START GIVEN RECORDS

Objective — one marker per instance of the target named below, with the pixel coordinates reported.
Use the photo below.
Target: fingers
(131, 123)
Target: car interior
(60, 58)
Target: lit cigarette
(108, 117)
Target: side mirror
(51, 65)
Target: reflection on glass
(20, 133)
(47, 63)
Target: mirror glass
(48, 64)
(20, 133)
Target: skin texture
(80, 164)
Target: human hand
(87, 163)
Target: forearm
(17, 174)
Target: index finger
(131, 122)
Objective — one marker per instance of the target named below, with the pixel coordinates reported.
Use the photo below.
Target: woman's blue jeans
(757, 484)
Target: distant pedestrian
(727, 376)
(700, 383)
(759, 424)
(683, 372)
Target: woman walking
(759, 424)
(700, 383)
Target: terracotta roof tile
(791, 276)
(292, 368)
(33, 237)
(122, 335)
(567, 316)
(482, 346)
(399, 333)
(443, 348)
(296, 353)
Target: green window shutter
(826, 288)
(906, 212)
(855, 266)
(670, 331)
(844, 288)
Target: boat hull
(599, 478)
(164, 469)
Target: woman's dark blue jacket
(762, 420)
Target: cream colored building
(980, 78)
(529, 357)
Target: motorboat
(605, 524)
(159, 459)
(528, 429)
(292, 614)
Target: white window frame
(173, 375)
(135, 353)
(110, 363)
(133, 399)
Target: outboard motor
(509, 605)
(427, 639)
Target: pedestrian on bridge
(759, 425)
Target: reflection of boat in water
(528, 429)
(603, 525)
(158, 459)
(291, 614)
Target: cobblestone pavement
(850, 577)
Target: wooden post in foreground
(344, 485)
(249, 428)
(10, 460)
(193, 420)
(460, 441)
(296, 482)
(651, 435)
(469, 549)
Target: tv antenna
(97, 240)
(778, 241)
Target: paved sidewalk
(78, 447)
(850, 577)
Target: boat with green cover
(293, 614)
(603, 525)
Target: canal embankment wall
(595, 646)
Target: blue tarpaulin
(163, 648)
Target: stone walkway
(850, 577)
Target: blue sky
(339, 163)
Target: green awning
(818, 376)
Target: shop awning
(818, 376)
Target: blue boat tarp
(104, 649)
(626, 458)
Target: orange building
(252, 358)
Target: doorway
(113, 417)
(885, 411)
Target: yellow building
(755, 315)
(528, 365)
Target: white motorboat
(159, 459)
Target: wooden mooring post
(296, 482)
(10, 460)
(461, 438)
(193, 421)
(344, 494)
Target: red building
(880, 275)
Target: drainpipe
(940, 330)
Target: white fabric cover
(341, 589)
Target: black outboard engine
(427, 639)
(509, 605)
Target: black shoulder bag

END GIVEN RECORDS

▸ **WORK ITEM**:
From the line containing "Target: boat with green cover" to the last line of the records above, please write out every line exactly and add nothing.

▸ **RESULT**:
Target: boat with green cover
(293, 614)
(603, 525)
Target: canal embankment wall
(595, 646)
Target: blue tarpaulin
(163, 648)
Target: stone walkway
(850, 577)
Target: blue sky
(339, 163)
Target: green awning
(818, 376)
Target: shop awning
(818, 376)
Target: blue boat tarp
(104, 649)
(626, 458)
Target: orange building
(252, 358)
Target: doorway
(113, 417)
(885, 411)
Target: yellow building
(755, 315)
(528, 365)
Target: white motorboat
(159, 459)
Target: wooden mooring post
(296, 482)
(10, 460)
(461, 438)
(193, 421)
(344, 494)
Target: red building
(880, 275)
Target: drainpipe
(940, 330)
Target: white fabric cover
(341, 589)
Target: black outboard engine
(427, 639)
(509, 605)
Target: black shoulder bag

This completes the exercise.